• What you need to do
Output every line of the listing, exactly and completely.

• The records
----------------
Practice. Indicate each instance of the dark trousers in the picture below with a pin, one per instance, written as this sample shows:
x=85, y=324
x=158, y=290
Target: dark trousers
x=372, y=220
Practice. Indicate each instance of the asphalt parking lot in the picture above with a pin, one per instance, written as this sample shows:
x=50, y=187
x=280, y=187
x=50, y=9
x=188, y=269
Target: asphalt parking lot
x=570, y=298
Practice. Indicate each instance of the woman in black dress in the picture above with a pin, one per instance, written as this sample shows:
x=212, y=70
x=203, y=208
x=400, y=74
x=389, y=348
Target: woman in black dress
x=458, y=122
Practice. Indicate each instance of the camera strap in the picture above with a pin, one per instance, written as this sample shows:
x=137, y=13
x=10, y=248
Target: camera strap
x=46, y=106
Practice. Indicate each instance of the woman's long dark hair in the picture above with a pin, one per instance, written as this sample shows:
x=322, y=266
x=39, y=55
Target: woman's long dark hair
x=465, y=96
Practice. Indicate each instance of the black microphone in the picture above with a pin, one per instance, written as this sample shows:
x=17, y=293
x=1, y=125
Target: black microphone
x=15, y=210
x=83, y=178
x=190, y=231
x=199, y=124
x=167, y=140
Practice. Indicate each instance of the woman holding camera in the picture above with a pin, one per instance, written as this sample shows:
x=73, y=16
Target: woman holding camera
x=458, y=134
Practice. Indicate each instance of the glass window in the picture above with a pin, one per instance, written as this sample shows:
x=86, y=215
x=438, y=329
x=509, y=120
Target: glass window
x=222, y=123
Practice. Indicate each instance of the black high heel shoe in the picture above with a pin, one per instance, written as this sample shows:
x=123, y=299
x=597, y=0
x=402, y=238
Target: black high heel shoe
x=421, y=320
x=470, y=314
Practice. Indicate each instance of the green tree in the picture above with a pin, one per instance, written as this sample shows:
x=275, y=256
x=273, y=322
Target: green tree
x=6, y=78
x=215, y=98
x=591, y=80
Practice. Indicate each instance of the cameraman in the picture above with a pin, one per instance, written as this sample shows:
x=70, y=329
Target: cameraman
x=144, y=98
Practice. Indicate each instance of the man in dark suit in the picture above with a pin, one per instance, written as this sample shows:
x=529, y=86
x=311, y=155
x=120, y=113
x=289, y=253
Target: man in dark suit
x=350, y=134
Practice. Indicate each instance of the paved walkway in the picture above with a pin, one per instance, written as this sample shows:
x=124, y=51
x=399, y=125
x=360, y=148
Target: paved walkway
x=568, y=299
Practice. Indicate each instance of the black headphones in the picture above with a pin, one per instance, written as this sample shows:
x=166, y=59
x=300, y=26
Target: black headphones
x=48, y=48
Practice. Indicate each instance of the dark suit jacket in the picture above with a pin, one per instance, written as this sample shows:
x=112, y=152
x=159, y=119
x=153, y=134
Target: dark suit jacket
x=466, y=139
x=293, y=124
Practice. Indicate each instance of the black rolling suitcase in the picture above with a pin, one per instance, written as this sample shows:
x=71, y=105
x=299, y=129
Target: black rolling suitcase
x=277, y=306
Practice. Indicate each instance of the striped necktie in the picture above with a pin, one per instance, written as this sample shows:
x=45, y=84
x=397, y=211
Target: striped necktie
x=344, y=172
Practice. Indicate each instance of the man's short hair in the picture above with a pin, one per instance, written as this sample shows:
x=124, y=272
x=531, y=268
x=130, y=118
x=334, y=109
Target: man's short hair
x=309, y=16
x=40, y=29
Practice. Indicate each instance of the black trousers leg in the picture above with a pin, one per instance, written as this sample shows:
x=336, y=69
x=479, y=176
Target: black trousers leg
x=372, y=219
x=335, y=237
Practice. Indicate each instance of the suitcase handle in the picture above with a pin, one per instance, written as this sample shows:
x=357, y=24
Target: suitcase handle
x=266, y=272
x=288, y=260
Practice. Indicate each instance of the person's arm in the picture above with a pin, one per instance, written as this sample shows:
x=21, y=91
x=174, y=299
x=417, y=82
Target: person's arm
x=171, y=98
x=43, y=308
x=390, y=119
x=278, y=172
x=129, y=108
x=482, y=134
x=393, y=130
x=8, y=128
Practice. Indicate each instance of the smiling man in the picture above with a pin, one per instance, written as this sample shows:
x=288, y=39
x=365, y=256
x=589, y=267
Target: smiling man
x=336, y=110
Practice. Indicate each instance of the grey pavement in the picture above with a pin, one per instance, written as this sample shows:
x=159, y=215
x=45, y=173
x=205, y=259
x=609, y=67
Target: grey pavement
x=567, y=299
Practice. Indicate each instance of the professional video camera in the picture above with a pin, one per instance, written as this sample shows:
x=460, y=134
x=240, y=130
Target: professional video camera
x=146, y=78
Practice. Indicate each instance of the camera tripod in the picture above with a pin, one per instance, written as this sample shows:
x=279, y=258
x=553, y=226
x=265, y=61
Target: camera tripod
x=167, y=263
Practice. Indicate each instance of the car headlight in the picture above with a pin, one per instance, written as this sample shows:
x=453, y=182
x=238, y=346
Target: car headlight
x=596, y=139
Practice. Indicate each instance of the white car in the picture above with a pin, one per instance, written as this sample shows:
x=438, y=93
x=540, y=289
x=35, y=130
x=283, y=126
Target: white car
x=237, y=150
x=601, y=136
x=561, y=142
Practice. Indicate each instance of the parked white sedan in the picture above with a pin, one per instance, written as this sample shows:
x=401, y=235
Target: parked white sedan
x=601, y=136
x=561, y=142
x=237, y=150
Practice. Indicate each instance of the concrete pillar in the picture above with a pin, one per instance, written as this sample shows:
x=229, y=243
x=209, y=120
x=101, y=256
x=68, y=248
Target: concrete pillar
----------------
• Answer to this task
Practice. Indicate each instance of the dark trousers in the picture below with a pin, one per instance, written as this sample shows:
x=85, y=324
x=158, y=290
Target: dark trousers
x=372, y=220
Practice. Indicate each instance of the asphalt parking lot in the picture above with a pin, one per instance, written as this sample shows:
x=50, y=187
x=280, y=187
x=50, y=9
x=188, y=269
Target: asphalt parking lot
x=570, y=298
Practice. Indicate each instance of the woman in black dress in the picture above with a pin, one per instance, written as this sample shows:
x=212, y=70
x=203, y=208
x=400, y=74
x=389, y=348
Target: woman in black dress
x=458, y=122
Practice. Indicate each instance of the camera strap in the picture above with a pin, one per instance, written as this sample shows:
x=137, y=13
x=10, y=248
Target: camera strap
x=46, y=106
Practice. Indicate each instance of the woman's long dark hair in the picture above with a pin, one per instance, written as this sample shows:
x=322, y=266
x=39, y=55
Target: woman's long dark hair
x=465, y=96
Practice. Indicate each instance of the black microphone in the picture above with a pin, one per instance, written as this sample shows:
x=17, y=293
x=1, y=125
Target: black microphone
x=15, y=210
x=83, y=178
x=190, y=231
x=199, y=124
x=167, y=140
Practice. Indicate each instance of the woman holding camera in the picture above with a pin, one per instance, written as this sample shows:
x=73, y=16
Target: woman holding camera
x=458, y=134
Practice. Indicate each instance of the glass window in the picture above with a pin, one per instance, written as this sample shows:
x=86, y=215
x=438, y=329
x=509, y=120
Target: glass window
x=222, y=123
Practice. Indicate each instance of the black high heel shoe in the picture above with a pin, one per instance, written as this sample shows:
x=123, y=299
x=597, y=0
x=402, y=238
Target: black high heel shoe
x=421, y=320
x=470, y=314
Practice. Indicate each instance of the green tree in the picture above with a pin, one per instance, written as this sample shows:
x=275, y=256
x=273, y=322
Target: green tree
x=6, y=78
x=215, y=98
x=591, y=80
Practice. Indicate each instance of the cameraman in the picture above with a pin, one per instance, written as this sample shows:
x=70, y=329
Target: cameraman
x=144, y=98
Practice. Indicate each instance of the man in dark suit in the picture above with a pin, one per instance, written as this sample shows:
x=529, y=86
x=311, y=155
x=120, y=113
x=289, y=253
Target: man in dark suit
x=350, y=134
Practice. Indicate each instance of the paved walkway in the picture above with a pin, one per instance, written as this sample shows:
x=124, y=51
x=399, y=125
x=360, y=148
Target: paved walkway
x=568, y=299
Practice. Indicate each instance of the black headphones in the picture above with a pin, one per instance, written as this sample shows:
x=166, y=59
x=300, y=26
Target: black headphones
x=48, y=48
Practice. Indicate each instance of the dark suit jacket in the picture above with a pin, one per instance, written as this sample shows:
x=112, y=152
x=159, y=119
x=153, y=134
Target: dark suit jacket
x=466, y=139
x=293, y=124
Practice. Indicate each instance of the black rolling suitcase in the picture above with a pin, one per instance, written as this sample shows:
x=71, y=105
x=299, y=129
Target: black rolling suitcase
x=277, y=306
Practice. Indicate each instance of the striped necktie in the picture above with a pin, one per instance, written as this sample shows:
x=45, y=84
x=397, y=211
Target: striped necktie
x=344, y=172
Practice. Indicate each instance of the man's short hair in the picture above with a pin, one per instance, written as this sample shows:
x=124, y=272
x=531, y=268
x=130, y=118
x=334, y=109
Target: man's short hair
x=309, y=16
x=40, y=29
Practice. Indicate each instance of the black trousers leg in the picture above with a pin, one per instance, written as this sample shows:
x=336, y=69
x=479, y=176
Target: black trousers leg
x=372, y=219
x=335, y=237
Practice. Indicate each instance of the suitcase handle in the picture above with a pin, one per instance, written as this sample shows:
x=357, y=24
Target: suitcase handle
x=266, y=272
x=288, y=260
Practice. Indicate each instance of the person's arm in the picture above with a pin, one per instance, written as this sample shows:
x=21, y=91
x=174, y=299
x=417, y=82
Target: person's arm
x=171, y=98
x=43, y=308
x=390, y=119
x=278, y=172
x=129, y=108
x=482, y=134
x=393, y=130
x=8, y=128
Practice. Indicate each instance of the smiling man in the picture above with a pin, one per instance, written as this sample shows:
x=288, y=39
x=365, y=256
x=589, y=267
Target: smiling man
x=336, y=110
Practice. Indicate each instance of the grey pavement in the picture above with a pin, one per instance, written as this sample shows:
x=159, y=215
x=45, y=173
x=205, y=259
x=609, y=67
Target: grey pavement
x=567, y=299
Practice. Indicate each instance of the professional video camera in the picture above with a pin, one per instance, written as this sample shows:
x=460, y=134
x=240, y=130
Target: professional video camera
x=146, y=78
Practice. Indicate each instance of the camera tripod in the picture above with a pin, one per instance, written as this sample shows:
x=279, y=258
x=553, y=226
x=265, y=61
Target: camera tripod
x=167, y=263
Practice. Indicate each instance of the car headlight in the picture above with a pin, one per instance, written as this sample shows:
x=453, y=182
x=238, y=346
Target: car headlight
x=596, y=139
Practice. Indicate each instance of the white car in the picture above with a pin, one per instance, written as this sample shows:
x=438, y=93
x=540, y=289
x=35, y=130
x=283, y=126
Target: white car
x=237, y=150
x=601, y=136
x=561, y=142
Practice. Indicate each instance of the parked white sedan in the picture above with a pin, one per instance, written as this sample shows:
x=401, y=235
Target: parked white sedan
x=601, y=136
x=561, y=142
x=237, y=150
Practice. Indicate each instance of the concrete pillar in the picture above with a pin, one per instance, written as this sample shows:
x=229, y=243
x=209, y=120
x=101, y=256
x=68, y=248
Target: concrete pillar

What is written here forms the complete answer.